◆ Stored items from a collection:

__________________________________________________

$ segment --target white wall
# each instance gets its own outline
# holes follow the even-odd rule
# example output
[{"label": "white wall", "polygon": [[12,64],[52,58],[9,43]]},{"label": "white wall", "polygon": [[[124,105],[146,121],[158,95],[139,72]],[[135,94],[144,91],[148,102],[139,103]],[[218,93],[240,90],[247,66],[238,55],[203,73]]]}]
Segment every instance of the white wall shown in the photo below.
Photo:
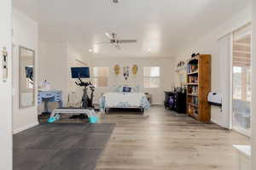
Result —
[{"label": "white wall", "polygon": [[[220,76],[227,76],[228,74],[222,74],[221,71],[224,68],[220,68],[219,63],[222,62],[219,51],[218,39],[226,33],[231,32],[235,29],[243,26],[252,20],[250,8],[246,8],[241,13],[234,15],[230,20],[224,22],[217,28],[212,28],[207,35],[202,35],[197,40],[191,42],[187,42],[180,48],[176,55],[176,60],[183,60],[189,59],[191,54],[200,52],[203,54],[212,54],[212,91],[224,92],[230,89],[221,88]],[[224,65],[225,66],[225,65]],[[226,66],[229,64],[226,63]],[[223,77],[226,80],[224,84],[229,83],[230,77]],[[224,128],[230,128],[230,113],[221,112],[218,107],[212,107],[212,122],[218,123]]]},{"label": "white wall", "polygon": [[[79,60],[79,61],[78,61]],[[71,67],[90,66],[89,57],[84,57],[78,50],[67,44],[67,94],[75,92],[78,98],[82,99],[83,88],[75,84],[76,79],[71,77]],[[78,99],[79,100],[79,99]]]},{"label": "white wall", "polygon": [[[12,169],[12,54],[11,54],[11,0],[0,1],[0,169]],[[3,82],[2,50],[9,53],[9,78]]]},{"label": "white wall", "polygon": [[38,82],[47,80],[52,90],[62,91],[64,104],[67,89],[67,43],[39,42],[38,48]]},{"label": "white wall", "polygon": [[[138,72],[137,76],[133,76],[130,72],[128,81],[125,81],[122,74],[116,76],[113,67],[119,65],[121,69],[123,66],[130,66],[133,65],[138,65]],[[170,90],[174,83],[174,60],[170,58],[98,58],[91,59],[91,67],[93,66],[107,66],[109,67],[109,88],[99,88],[96,89],[96,97],[94,103],[98,103],[99,97],[102,93],[109,92],[110,88],[114,85],[129,84],[139,85],[143,92],[148,92],[153,94],[153,104],[163,105],[164,91]],[[160,66],[160,87],[159,88],[143,89],[143,66]],[[122,70],[121,70],[122,73]],[[91,73],[91,76],[93,74]]]},{"label": "white wall", "polygon": [[[76,59],[90,65],[89,58],[83,56],[78,50],[66,42],[52,43],[39,42],[38,82],[47,80],[51,83],[52,90],[62,91],[63,105],[67,104],[69,92],[76,92],[82,97],[82,88],[75,84],[71,78],[71,67],[84,66]],[[57,107],[58,104],[49,103],[49,110]],[[43,111],[44,105],[39,105],[39,112]]]},{"label": "white wall", "polygon": [[28,128],[36,126],[38,122],[38,100],[35,95],[35,106],[19,109],[19,46],[35,51],[35,90],[38,83],[38,23],[26,15],[13,9],[12,13],[14,60],[13,61],[13,128],[14,133],[19,133]]},{"label": "white wall", "polygon": [[253,1],[253,57],[252,57],[252,170],[256,169],[256,2]]}]

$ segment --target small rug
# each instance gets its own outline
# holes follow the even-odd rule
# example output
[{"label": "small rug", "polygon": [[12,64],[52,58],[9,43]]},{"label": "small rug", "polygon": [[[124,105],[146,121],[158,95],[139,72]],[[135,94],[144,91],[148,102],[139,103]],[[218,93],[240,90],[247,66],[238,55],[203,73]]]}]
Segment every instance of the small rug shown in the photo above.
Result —
[{"label": "small rug", "polygon": [[43,123],[14,135],[14,170],[94,170],[113,123]]}]

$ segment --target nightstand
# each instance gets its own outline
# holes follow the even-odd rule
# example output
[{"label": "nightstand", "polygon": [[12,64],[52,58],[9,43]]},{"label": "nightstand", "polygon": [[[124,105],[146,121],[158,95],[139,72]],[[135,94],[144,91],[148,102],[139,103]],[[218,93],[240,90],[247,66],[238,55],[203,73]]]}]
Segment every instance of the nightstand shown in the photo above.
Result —
[{"label": "nightstand", "polygon": [[152,94],[148,93],[145,93],[147,99],[149,101],[150,104],[152,104]]}]

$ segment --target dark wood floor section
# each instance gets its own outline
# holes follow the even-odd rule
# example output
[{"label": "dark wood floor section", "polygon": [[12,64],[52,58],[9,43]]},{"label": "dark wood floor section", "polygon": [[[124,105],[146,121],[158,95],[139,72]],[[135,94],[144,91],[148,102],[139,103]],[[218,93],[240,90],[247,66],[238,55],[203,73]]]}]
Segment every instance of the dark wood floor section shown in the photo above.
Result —
[{"label": "dark wood floor section", "polygon": [[175,116],[155,106],[150,116],[109,114],[116,127],[96,170],[236,170],[235,144],[249,139],[215,124]]}]

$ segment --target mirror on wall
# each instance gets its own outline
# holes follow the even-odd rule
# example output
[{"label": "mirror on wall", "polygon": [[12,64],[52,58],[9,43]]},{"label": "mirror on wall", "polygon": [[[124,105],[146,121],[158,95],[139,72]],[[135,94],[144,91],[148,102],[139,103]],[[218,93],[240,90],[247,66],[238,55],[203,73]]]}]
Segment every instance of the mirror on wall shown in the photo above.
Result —
[{"label": "mirror on wall", "polygon": [[20,109],[35,105],[34,87],[35,52],[24,47],[19,48],[19,100]]}]

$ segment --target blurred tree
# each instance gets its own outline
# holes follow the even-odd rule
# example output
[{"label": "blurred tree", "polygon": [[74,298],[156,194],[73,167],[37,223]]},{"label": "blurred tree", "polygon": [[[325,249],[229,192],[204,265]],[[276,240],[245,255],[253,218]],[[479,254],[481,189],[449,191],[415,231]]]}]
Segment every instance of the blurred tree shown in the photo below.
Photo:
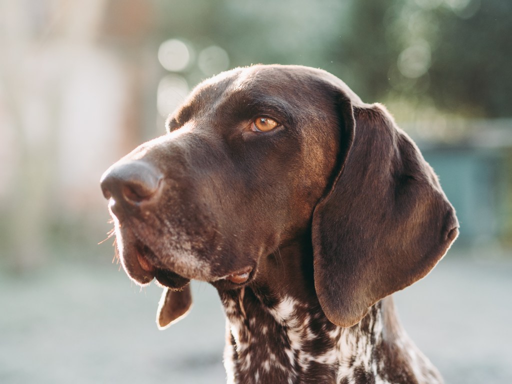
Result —
[{"label": "blurred tree", "polygon": [[512,2],[466,3],[462,9],[436,12],[439,42],[430,71],[431,94],[440,108],[512,116]]},{"label": "blurred tree", "polygon": [[402,97],[480,117],[511,113],[512,2],[156,1],[156,37],[219,45],[231,67],[309,65],[368,101]]}]

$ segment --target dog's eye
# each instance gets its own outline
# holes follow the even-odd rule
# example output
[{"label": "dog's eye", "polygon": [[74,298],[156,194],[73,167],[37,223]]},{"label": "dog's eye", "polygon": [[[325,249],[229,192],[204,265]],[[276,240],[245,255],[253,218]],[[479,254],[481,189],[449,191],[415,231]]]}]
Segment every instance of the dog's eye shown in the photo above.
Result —
[{"label": "dog's eye", "polygon": [[252,122],[251,129],[255,132],[268,132],[279,125],[279,123],[270,117],[257,117]]}]

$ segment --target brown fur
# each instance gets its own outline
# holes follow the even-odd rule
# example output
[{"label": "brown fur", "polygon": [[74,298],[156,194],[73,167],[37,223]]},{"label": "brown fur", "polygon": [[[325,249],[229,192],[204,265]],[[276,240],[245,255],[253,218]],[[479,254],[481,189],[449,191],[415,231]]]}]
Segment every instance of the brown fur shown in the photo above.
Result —
[{"label": "brown fur", "polygon": [[[255,133],[258,116],[280,125]],[[127,273],[167,287],[160,326],[198,279],[226,308],[232,382],[440,382],[384,298],[435,266],[458,223],[383,106],[319,70],[255,66],[200,84],[167,125],[102,180]]]}]

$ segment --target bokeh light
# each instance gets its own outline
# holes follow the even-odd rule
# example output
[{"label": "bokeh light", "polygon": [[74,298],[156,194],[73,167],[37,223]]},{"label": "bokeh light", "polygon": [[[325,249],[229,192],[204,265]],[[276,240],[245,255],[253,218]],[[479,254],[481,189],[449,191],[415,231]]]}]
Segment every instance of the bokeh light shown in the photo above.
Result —
[{"label": "bokeh light", "polygon": [[198,66],[205,75],[212,76],[229,67],[229,58],[224,49],[211,46],[199,53]]},{"label": "bokeh light", "polygon": [[157,106],[163,117],[172,113],[183,101],[189,89],[187,80],[179,75],[168,75],[160,80],[157,91]]},{"label": "bokeh light", "polygon": [[191,51],[184,42],[171,39],[162,42],[158,49],[158,60],[162,66],[170,72],[181,72],[190,63]]}]

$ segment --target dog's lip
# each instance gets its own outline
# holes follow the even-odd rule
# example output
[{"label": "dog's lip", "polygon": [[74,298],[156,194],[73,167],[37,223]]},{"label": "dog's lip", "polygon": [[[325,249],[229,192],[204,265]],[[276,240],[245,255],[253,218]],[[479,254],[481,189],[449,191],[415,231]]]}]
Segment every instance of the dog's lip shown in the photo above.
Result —
[{"label": "dog's lip", "polygon": [[215,279],[215,281],[227,280],[235,284],[243,284],[249,280],[253,269],[253,268],[252,266],[248,266],[229,274],[218,278]]}]

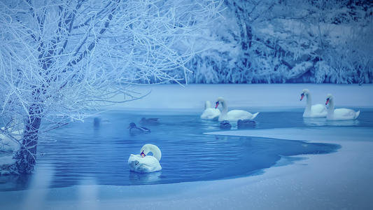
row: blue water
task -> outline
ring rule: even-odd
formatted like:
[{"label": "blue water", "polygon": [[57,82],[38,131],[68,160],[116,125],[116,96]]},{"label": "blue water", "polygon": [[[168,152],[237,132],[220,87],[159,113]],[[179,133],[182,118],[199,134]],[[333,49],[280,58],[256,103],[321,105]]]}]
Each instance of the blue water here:
[{"label": "blue water", "polygon": [[[339,122],[304,120],[302,110],[262,112],[251,129],[313,126],[373,127],[372,110],[358,120]],[[36,172],[50,173],[49,187],[80,184],[90,178],[101,185],[143,185],[229,178],[260,173],[281,156],[335,152],[339,145],[257,137],[206,135],[220,131],[218,122],[199,119],[199,112],[154,113],[111,111],[49,132],[38,146]],[[150,134],[132,135],[127,129],[142,117],[159,118],[147,125]],[[233,126],[233,130],[235,129]],[[162,170],[138,174],[129,170],[129,154],[138,154],[145,144],[162,150]],[[0,190],[27,189],[32,176],[0,176]]]}]

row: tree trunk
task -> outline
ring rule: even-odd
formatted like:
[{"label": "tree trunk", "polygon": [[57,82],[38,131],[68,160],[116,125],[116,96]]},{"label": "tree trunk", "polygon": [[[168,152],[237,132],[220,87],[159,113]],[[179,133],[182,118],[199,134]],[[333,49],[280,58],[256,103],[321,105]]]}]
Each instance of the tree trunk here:
[{"label": "tree trunk", "polygon": [[38,132],[41,122],[38,115],[42,107],[33,104],[29,109],[30,117],[26,120],[26,127],[23,134],[21,148],[14,155],[15,164],[13,172],[20,174],[31,174],[36,163],[36,146]]}]

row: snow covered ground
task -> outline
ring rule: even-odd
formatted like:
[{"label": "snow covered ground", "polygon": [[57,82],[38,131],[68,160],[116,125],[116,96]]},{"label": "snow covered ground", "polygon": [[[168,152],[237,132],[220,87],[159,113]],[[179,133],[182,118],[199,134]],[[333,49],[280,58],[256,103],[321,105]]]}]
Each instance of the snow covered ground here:
[{"label": "snow covered ground", "polygon": [[[149,88],[141,86],[139,91]],[[372,107],[373,85],[167,85],[152,87],[142,100],[116,109],[202,108],[206,99],[226,98],[231,107],[260,109],[302,107],[303,88],[314,103],[335,95],[336,106]],[[373,130],[358,127],[232,130],[206,134],[270,137],[337,144],[336,153],[298,155],[293,164],[244,178],[150,186],[86,185],[45,189],[48,177],[36,174],[34,190],[0,192],[1,209],[372,209]]]},{"label": "snow covered ground", "polygon": [[[333,94],[336,107],[373,107],[373,85],[334,84],[219,84],[136,86],[136,91],[151,93],[141,100],[113,106],[116,109],[203,108],[204,102],[223,97],[229,107],[251,107],[255,110],[304,107],[300,101],[302,90],[312,94],[313,104],[325,104],[326,95]],[[120,100],[118,99],[118,100]]]}]

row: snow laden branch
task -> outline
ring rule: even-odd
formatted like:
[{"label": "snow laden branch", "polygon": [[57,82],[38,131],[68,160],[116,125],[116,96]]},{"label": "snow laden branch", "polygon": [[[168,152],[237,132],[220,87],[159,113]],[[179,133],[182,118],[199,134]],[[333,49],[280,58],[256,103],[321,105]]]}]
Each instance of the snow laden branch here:
[{"label": "snow laden branch", "polygon": [[[1,1],[0,123],[23,132],[12,138],[17,130],[1,129],[20,144],[14,172],[33,170],[45,131],[143,97],[131,85],[183,79],[190,71],[185,64],[196,53],[185,41],[215,18],[221,4]],[[183,75],[169,74],[180,68]]]}]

__________________________________________________

◆ What the task requires:
Copy the records word for word, starting at the line that contains "row: snow laden branch" and continuing through the last line of the records.

◆ Response:
row: snow laden branch
task -> outline
ring rule: even-odd
formatted like:
[{"label": "snow laden branch", "polygon": [[57,82],[38,131],[68,160],[116,125],[116,96]]},{"label": "snow laden branch", "polygon": [[[168,152],[237,132],[220,87],[159,113]],[[179,133],[182,118],[199,134]],[[333,49],[280,58],[256,103],[321,105]]]}]
Each instance of the snow laden branch here:
[{"label": "snow laden branch", "polygon": [[[1,1],[0,123],[23,132],[12,138],[17,130],[1,129],[20,144],[14,172],[33,170],[45,131],[143,97],[131,85],[183,79],[190,71],[185,64],[196,53],[185,41],[215,18],[221,4]],[[183,75],[169,74],[180,68]]]}]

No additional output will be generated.